> **Problem**
Extend the article about whether a Supreme Court justice's vote depends on the other justices' votes, starting after its final sentence.

> **Exercise passage**

- Opening Delimiter -

Because Nino Said Yes, the Chief’s Saying No? To What Extent Does a Justice’s Vote Depend on the Others’ Votes?

The decisions of the U.S. Supreme Court often have important repercussions around the world, so it’s perhaps not surprising that is studied by lawyers and academics far beyond the Court’s jurisdiction. The results of such studies are often more useful for their insights into how others see us, than for any particular insights into how things work here. That’s because typically, the concepts and even the words we use to describe them just don’t translate all too well. Then again, they’re often misunderstood right here at home — the adjectives “liberal” and “conservative,” for example, have very different meanings depending on whether they’re modifying a political or jurisprudential noun, but try telling that to the average journalist.

Every now and then, however, you get a foreign study that — while still misinterpreting concepts and terms — nevertheless makes a nifty point.

One example was published just a couple of days ago: “Justice Blocks and Predictability of U.S. Supreme Court Votes,” (Nov. 9, 2011) by Spanish academics Roger Guimerà (of the Institució Catalana de Recerca i Estudis Avançats in Barcelona) and Marta Sales-Pardo (of the Departament d’Enginyeria Química, Universitat Rovira i Virgili in Tarragona). In their paper, Guimerà and Sales-Pardo tried to figure out how any given justice’s votes are affected by the votes of the other justices — not why or how, but whether the vote of Justice X depends on how each of the other justices are voting.

- Closing Delimiter -

> **Source material**
- Opening Delimiter -

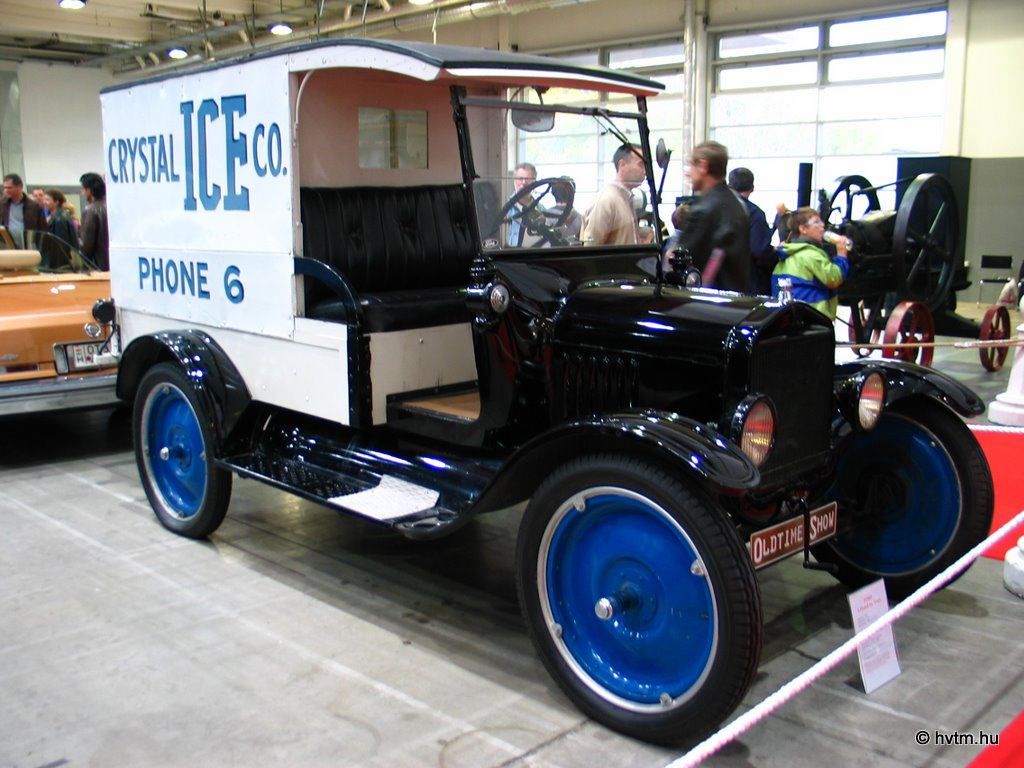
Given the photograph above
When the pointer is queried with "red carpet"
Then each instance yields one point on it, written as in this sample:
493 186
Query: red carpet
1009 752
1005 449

- Closing Delimiter -
- Opening Delimiter -

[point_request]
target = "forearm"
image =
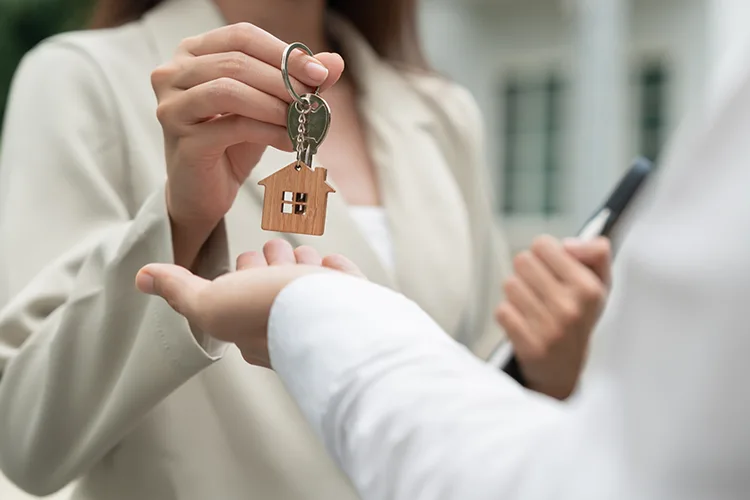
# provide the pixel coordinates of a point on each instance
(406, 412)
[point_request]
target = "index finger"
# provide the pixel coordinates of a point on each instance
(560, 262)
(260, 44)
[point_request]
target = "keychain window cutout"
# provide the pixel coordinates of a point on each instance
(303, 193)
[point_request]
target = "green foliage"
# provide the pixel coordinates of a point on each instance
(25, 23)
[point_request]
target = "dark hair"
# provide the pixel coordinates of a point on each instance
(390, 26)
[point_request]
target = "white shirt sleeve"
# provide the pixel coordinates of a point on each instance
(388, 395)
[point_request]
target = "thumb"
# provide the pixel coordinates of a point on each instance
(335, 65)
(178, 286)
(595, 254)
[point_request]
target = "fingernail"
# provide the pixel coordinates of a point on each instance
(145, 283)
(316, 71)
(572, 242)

- Closing Delimiter -

> **Your response**
This is something that common wisdom claims happens all the time, such as the trope that Thomas tends to simply follow Scalia’s lead. There is usually some basis for the common wisdom, but it is never entirely accurate (in fact now there’s even talk of Thomas being a thought leader in his own right).

But all these comparisons tend to only compare one justice to another, or maybe blocs that tend to vote together on certain issues. The Supreme Court, however, is made up of nine justices, who all interact with each of the others in different ways. That’s 36 separate relationships. It’s even more complex when you try to figure how any relationship is affected by the other 35 relationships, and so on.

So enter Network Theory.

This is Guimerà and Sales-Pardo’s bailiwick. As NewScientist puts it, they “study complex systems, such as the metabolism of living cells, by considering them as networks of interacting components.” It’s often hard to tell what’s really going on in there, when there are many things interacting in often poorly-understood ways, and when you don’t have all the data you’d like to have. Network theory is a way to put the pieces together and figure out what the relationships probably are. Think of it as a sophisticated form of statistical analysis. It has been applied to hard sciences like biology and physics, to complex entities like the internet and the human brain, and even to the soft sciences of sociology, politics and economics.

Guimerà and Sales-Pardo determined that, if you look at how the other 8 justices voted in a particular case, you can usually predict how the 9th voted. It’s not prediction of future votes, but of what the interaction of these 9 justices will do in this particular case.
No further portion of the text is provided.